→ **Written problem**: Rewrite the listing below, putting "Locate" wherever "Isolate" appears and changing nothing else.

→ **Input records**:
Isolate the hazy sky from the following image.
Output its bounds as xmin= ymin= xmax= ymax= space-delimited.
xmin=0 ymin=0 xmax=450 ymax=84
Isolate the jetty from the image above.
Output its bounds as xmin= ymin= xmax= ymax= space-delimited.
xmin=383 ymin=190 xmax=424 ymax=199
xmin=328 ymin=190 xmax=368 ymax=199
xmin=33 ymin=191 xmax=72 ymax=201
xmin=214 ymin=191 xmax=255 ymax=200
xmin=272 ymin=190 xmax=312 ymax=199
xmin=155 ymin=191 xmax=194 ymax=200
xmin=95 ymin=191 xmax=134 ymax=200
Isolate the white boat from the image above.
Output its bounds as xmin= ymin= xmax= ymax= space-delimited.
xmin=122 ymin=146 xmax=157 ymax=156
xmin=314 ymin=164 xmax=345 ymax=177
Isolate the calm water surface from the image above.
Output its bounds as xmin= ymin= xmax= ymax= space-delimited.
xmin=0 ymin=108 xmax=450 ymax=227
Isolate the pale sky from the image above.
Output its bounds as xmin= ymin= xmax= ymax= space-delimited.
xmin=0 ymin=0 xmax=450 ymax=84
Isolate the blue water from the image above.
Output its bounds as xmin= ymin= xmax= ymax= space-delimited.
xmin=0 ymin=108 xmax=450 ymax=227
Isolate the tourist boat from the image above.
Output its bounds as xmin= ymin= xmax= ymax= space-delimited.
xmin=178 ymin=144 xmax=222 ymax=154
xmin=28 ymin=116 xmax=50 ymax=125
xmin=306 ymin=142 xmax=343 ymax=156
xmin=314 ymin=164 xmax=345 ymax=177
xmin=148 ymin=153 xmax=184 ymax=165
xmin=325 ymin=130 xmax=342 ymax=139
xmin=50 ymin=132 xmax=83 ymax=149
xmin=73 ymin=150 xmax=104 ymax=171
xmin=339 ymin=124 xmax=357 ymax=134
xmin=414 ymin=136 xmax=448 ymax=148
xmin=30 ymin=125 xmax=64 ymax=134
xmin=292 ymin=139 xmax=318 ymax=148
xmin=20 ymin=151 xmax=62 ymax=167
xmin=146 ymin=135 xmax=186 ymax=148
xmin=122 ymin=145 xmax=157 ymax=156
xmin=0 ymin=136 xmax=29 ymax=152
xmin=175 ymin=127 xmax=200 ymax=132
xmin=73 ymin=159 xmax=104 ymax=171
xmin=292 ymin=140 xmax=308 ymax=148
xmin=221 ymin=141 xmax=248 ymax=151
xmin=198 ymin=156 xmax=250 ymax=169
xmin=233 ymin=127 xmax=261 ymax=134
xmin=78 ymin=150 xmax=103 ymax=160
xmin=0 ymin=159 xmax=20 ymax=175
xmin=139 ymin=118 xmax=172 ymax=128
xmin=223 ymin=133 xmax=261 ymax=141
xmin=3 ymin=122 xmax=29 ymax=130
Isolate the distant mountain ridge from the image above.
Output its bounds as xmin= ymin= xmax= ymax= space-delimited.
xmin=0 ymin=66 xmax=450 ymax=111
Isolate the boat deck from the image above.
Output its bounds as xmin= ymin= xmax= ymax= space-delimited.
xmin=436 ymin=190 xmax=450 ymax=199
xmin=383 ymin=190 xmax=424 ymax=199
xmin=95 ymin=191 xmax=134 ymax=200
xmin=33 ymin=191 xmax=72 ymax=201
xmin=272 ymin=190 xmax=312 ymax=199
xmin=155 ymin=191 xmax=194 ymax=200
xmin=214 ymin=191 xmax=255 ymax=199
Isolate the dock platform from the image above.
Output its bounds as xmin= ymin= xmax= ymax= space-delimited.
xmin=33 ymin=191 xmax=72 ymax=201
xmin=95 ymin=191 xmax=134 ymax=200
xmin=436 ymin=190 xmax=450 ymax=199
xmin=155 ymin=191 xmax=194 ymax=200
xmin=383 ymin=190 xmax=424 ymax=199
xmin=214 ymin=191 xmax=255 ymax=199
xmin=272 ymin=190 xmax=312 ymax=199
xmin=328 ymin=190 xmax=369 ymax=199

→ **Output below**:
Locate the hazy sky from the following image.
Output its bounds as xmin= ymin= xmax= ymax= space-delimited.
xmin=0 ymin=0 xmax=450 ymax=84
Locate the jetty from the image above.
Output its bounds as xmin= ymin= xmax= ymax= space-delimited.
xmin=383 ymin=190 xmax=424 ymax=199
xmin=328 ymin=190 xmax=368 ymax=199
xmin=33 ymin=191 xmax=72 ymax=201
xmin=214 ymin=191 xmax=255 ymax=200
xmin=272 ymin=190 xmax=312 ymax=199
xmin=155 ymin=191 xmax=194 ymax=200
xmin=95 ymin=191 xmax=134 ymax=200
Locate the white boat from the image above.
Output its bounds as xmin= ymin= xmax= ymax= space-delimited.
xmin=122 ymin=146 xmax=157 ymax=156
xmin=314 ymin=164 xmax=345 ymax=177
Locate the calm water surface from the image above.
Output its bounds as xmin= ymin= xmax= ymax= space-delimited.
xmin=0 ymin=108 xmax=450 ymax=227
Locate the pale sky from the image above.
Output its bounds as xmin= ymin= xmax= ymax= space-delimited.
xmin=0 ymin=0 xmax=450 ymax=84
Locate the blue water from the image above.
Output its bounds as xmin= ymin= xmax= ymax= space-delimited.
xmin=0 ymin=108 xmax=450 ymax=227
Locate the tourist boat from the image above.
Output its bounds as xmin= ymin= xmax= ymax= space-delimited.
xmin=178 ymin=144 xmax=222 ymax=154
xmin=28 ymin=116 xmax=50 ymax=125
xmin=306 ymin=142 xmax=343 ymax=156
xmin=314 ymin=164 xmax=345 ymax=177
xmin=148 ymin=153 xmax=184 ymax=165
xmin=325 ymin=130 xmax=342 ymax=139
xmin=50 ymin=132 xmax=83 ymax=149
xmin=73 ymin=150 xmax=104 ymax=171
xmin=339 ymin=124 xmax=357 ymax=134
xmin=414 ymin=136 xmax=448 ymax=148
xmin=30 ymin=125 xmax=64 ymax=134
xmin=292 ymin=139 xmax=318 ymax=148
xmin=20 ymin=151 xmax=62 ymax=167
xmin=146 ymin=135 xmax=186 ymax=148
xmin=122 ymin=145 xmax=157 ymax=156
xmin=0 ymin=136 xmax=29 ymax=152
xmin=175 ymin=127 xmax=200 ymax=132
xmin=73 ymin=159 xmax=104 ymax=171
xmin=292 ymin=140 xmax=308 ymax=148
xmin=221 ymin=141 xmax=248 ymax=151
xmin=198 ymin=156 xmax=250 ymax=169
xmin=233 ymin=127 xmax=261 ymax=134
xmin=78 ymin=150 xmax=103 ymax=160
xmin=0 ymin=159 xmax=20 ymax=175
xmin=139 ymin=118 xmax=172 ymax=128
xmin=223 ymin=133 xmax=261 ymax=141
xmin=3 ymin=122 xmax=29 ymax=130
Locate the distant mountain ridge from the image above.
Output its bounds as xmin= ymin= xmax= ymax= space-delimited.
xmin=0 ymin=66 xmax=450 ymax=111
Locate the boat deck from the image above.
Output its bounds as xmin= ymin= xmax= ymax= space-delimited.
xmin=436 ymin=190 xmax=450 ymax=199
xmin=383 ymin=190 xmax=424 ymax=199
xmin=95 ymin=191 xmax=134 ymax=200
xmin=33 ymin=191 xmax=72 ymax=201
xmin=272 ymin=190 xmax=312 ymax=199
xmin=155 ymin=191 xmax=194 ymax=200
xmin=214 ymin=191 xmax=255 ymax=199
Locate the dock platform from the image above.
Output its bounds as xmin= ymin= xmax= ymax= space-delimited.
xmin=33 ymin=191 xmax=72 ymax=201
xmin=95 ymin=191 xmax=134 ymax=200
xmin=436 ymin=190 xmax=450 ymax=199
xmin=155 ymin=191 xmax=194 ymax=200
xmin=383 ymin=190 xmax=424 ymax=199
xmin=214 ymin=191 xmax=255 ymax=199
xmin=272 ymin=190 xmax=312 ymax=199
xmin=328 ymin=190 xmax=369 ymax=199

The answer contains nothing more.